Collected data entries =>
□ □ □ □ □
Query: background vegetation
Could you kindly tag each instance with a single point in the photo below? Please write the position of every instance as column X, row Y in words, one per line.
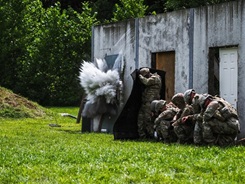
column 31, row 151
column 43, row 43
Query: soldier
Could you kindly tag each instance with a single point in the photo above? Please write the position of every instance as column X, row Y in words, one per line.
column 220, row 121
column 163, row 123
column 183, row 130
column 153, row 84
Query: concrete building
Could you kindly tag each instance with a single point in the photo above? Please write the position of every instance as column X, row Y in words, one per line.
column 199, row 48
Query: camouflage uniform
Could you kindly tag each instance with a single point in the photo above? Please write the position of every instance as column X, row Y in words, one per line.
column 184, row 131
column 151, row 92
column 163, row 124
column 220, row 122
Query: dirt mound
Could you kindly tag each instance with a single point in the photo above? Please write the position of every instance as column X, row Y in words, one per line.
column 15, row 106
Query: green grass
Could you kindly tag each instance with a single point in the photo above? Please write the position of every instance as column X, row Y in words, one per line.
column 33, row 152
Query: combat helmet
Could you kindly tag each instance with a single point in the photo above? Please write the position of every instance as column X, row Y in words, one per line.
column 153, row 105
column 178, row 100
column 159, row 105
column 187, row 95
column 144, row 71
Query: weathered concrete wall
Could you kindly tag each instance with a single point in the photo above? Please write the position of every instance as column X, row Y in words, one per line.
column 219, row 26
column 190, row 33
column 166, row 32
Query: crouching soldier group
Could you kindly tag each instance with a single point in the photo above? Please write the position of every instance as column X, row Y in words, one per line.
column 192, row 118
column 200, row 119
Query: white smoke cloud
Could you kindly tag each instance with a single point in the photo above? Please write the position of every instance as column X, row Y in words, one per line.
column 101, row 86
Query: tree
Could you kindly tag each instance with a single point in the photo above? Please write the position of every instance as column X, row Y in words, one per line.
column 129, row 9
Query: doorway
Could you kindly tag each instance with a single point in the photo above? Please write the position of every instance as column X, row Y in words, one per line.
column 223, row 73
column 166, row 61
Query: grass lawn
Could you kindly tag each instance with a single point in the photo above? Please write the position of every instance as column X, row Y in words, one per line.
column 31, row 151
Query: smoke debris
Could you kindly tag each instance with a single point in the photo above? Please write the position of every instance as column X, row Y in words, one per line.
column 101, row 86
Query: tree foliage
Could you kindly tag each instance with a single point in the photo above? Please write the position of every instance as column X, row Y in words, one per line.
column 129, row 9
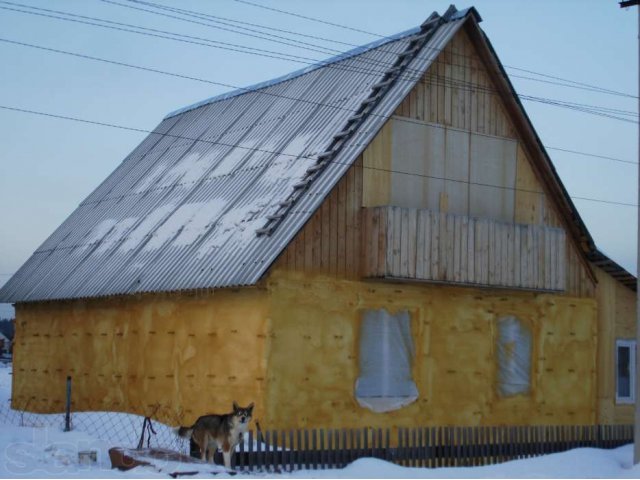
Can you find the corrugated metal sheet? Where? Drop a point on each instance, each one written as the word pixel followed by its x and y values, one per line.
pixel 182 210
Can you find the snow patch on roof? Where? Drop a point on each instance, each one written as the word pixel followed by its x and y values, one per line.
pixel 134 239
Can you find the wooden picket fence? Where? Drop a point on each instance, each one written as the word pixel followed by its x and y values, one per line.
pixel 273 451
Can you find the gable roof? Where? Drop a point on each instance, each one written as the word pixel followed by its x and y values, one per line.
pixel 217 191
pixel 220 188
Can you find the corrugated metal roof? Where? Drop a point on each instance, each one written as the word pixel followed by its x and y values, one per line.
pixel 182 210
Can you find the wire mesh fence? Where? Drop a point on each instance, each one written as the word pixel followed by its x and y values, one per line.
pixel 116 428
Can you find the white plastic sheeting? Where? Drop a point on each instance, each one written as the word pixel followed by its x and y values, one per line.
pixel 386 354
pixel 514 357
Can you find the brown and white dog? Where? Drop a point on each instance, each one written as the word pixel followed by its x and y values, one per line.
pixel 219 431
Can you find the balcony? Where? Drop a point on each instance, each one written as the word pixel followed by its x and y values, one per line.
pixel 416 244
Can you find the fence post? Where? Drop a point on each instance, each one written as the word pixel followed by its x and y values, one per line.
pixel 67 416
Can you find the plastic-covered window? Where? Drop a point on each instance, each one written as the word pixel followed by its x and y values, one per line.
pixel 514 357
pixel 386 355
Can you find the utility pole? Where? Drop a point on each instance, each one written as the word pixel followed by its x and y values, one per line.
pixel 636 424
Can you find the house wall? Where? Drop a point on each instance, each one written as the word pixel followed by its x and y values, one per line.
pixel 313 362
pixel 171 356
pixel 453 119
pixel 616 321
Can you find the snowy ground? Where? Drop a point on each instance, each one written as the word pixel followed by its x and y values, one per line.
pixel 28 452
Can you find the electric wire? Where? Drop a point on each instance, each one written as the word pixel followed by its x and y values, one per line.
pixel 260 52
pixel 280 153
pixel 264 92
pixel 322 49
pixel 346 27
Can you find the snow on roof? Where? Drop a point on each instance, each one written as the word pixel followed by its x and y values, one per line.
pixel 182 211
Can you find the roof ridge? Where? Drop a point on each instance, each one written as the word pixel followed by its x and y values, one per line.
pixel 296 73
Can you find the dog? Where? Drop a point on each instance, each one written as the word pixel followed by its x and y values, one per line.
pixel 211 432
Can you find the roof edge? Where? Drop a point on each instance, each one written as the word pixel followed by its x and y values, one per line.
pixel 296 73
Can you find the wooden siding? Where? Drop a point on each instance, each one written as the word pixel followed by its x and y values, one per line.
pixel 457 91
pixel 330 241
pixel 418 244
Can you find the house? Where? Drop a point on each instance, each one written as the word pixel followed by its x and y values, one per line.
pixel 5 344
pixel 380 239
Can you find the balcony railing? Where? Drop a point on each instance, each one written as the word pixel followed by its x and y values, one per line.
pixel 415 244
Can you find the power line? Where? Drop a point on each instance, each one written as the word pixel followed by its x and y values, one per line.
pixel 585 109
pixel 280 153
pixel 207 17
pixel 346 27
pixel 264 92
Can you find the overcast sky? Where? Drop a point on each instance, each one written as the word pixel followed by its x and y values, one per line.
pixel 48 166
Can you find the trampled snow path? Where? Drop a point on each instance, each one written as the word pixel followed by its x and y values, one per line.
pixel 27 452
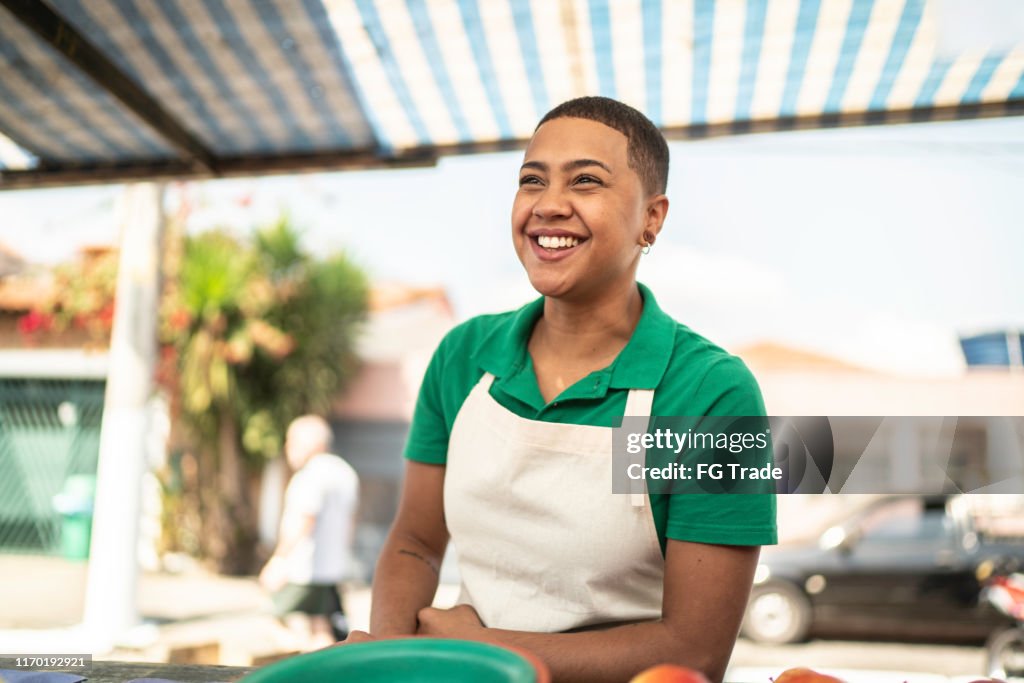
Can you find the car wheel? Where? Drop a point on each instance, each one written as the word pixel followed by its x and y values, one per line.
□ □ □ □ □
Exercise goal =>
Your answer must be an exact copy of the records, minus any pictures.

Output for this exercise =>
Query: background vegetation
Could you kindly tag each instance with a single point in the photo below? Please write the position of every instance as column X, row Y in words, one per line.
column 31, row 151
column 43, row 43
Query: soldier
Could you kindly tag each instance with a single point in the photo above? Please write the position of every instance as column X, row Y in words, one per line.
column 220, row 121
column 163, row 123
column 183, row 130
column 153, row 84
Query: concrete building
Could you kindly tag each instance with a single point in the photo above? Please write the position of every instance as column X, row Y in words, one per line.
column 199, row 48
Query: camouflage uniform
Could you kindly tag each instance with a single point in the photo above? Please write the position of every instance as column X, row Y in words, one per line.
column 184, row 131
column 151, row 92
column 163, row 124
column 220, row 122
Query: dirt mound
Could you kindly tag each instance with a single point in the photo above? Please write the position of every instance as column X, row Y in words, one per line.
column 15, row 106
Query: green grass
Could you kindly tag each instance with a single point in the photo above? Please write the position of every instance as column X, row Y in words, one per line.
column 33, row 152
Query: combat helmet
Could you kindly tag each instance with a single point in the photo above? Please write the position of every instance as column X, row Y in words, one per line.
column 153, row 105
column 178, row 100
column 159, row 105
column 187, row 95
column 144, row 71
Query: weathered concrete wall
Could you kindly tag each instance with a single point in the photo above? Please write the position of every instance as column X, row Y in words, one per line.
column 219, row 26
column 190, row 33
column 166, row 32
Query: crouching soldier group
Could you kindly tag each instance with a single point in the photo above? Please write the position of every instance as column X, row Y in words, one per line.
column 192, row 118
column 200, row 119
Query: white smoke cloud
Could you kindly tag each instance with a single point in the photo above? Please write the position of every instance as column X, row Y in words, one per line.
column 101, row 86
Query: tree
Could you kindly tag each instance with a single point in the photo above? Please write the position of every instance as column X, row Y in words, one per line.
column 129, row 9
Query: doorway
Could you kindly tag each instance with a single point in the photo above? Please write the position of every instance as column X, row Y in words, one per line.
column 223, row 73
column 166, row 61
Query: grass lawn
Could you kindly tag each instance with a single point in the photo above? Please write the position of every instance as column X, row Y in words, one per line.
column 31, row 151
Query: smoke debris
Could you kindly tag each instance with a single point in the photo above? Please write the position of every instance as column X, row Y in words, one per line.
column 101, row 86
Query: tree foliage
Could you kindly tag each instance with a single point in the photo above? Please write the position of every instance as column X, row Y in words, one per line.
column 129, row 9
Can you find the corrugated metal sheet? Where? Drop a point on each instance, each one written as the word pixel followed by its x and y values, one per line.
pixel 182 210
Can you find the snow patch on roof? Where? Drop a point on each instance, each one written as the word pixel followed by its x and y values, one per line.
pixel 134 239
Can you find the wooden picket fence? Where? Drop a point on each instance, each one written as the word pixel followed by its x and y values, one per line.
pixel 273 451
Can you find the gable roof? Where? Drop a point on each instance, each one written as the word pixel followed by its x and y values, one per line.
pixel 217 191
pixel 220 188
Can you find the corrugated metal roof? Where? Drop a point on each instance, each one written as the word pixel followed by its x and y values, one per line.
pixel 182 210
Can you find the wire mesh fence? Where? Drop a point on each instance, each one written as the word pixel followed by its x and y values, one per line.
pixel 116 428
Can you find the white plastic sheeting? Where? Drop a point on each instance, each one written as the word pixel followed by its x and y values, one per line.
pixel 386 354
pixel 514 357
Can you find the brown and white dog? Where? Drop a point on each instance, each one written as the word pixel followed by its x and y values, one per line.
pixel 219 431
Can you find the balcony? Where? Drop a point on each instance, each one written as the word pixel followed by its x and y values, one per line.
pixel 416 244
Can you find the fence post? Where? Drop a point on each instance, each one written as the word pixel followed by its x and y values, one per line.
pixel 67 416
Can you find the plastic-covered window? Where? Drop a point on each instance, each one written as the word pixel followed by its x and y values, one per line.
pixel 514 357
pixel 386 355
Can you find the utility pole? Where? Drop a point on each instance, each one written as the word pixel followed by its x and y values, one per line.
pixel 636 424
Can you find the house wall? Where? Drop a point on each instance, each one written as the word pixel followed by its x and y values, one per line.
pixel 313 362
pixel 171 356
pixel 453 119
pixel 616 321
Can you find the snowy ground? Where? Drop a point on each instance, each one written as the word pixel followed by its x and y values, one per line.
pixel 28 452
Can you find the electric wire? Where? Drop a point on each instance, each one written as the word pixel followed by its x and y values, one per line.
pixel 260 52
pixel 280 153
pixel 264 92
pixel 322 49
pixel 346 27
Can you find the snow on roof? Where? Drop a point on each instance, each one written as the word pixel followed by its x and y values, one per line.
pixel 182 211
Can you find the roof ridge? Where? Drop a point on each instance, each one written as the word pixel followed by its x and y values, one per line.
pixel 296 73
Can you find the dog? Where? Drop a point on each instance, each one written as the word pixel followed by its x and y values, one per line.
pixel 211 432
Can you find the roof edge? Where? Drop a point on each instance, each one written as the word pixel followed by its x and y values, one per line.
pixel 296 73
Can you find the wooden siding? Where? Drop a point on each instance, each one written as the word pixel followed by its x and y values, one per line.
pixel 457 91
pixel 330 241
pixel 418 244
Can you find the house? Where? Drop a point on each instance, each one written as the word pixel followed by its x and y values, one per line.
pixel 5 344
pixel 380 239
Can you find the balcony railing? Where? Drop a point on each instance, each one written as the word pixel followed by its x and y values, one per line.
pixel 415 244
Can you find the power line? Where? Drop a point on each instance, each one written as the word pixel followed by its x and y values, one per line.
pixel 585 109
pixel 280 153
pixel 207 17
pixel 346 27
pixel 264 92
Can you find the overcast sky? Where? Drop a point on each instance, each one written as the word pixel followed by its x and y values, one per line.
pixel 48 166
Can you find the trampled snow path? Where? Drop a point on each instance, each one written as the word pixel followed by its x and y values, one per line.
pixel 27 452
Can you find the car wheel? Where? Drop a point on each instance, each one written as the word pixel followed by its x and y values, one per line.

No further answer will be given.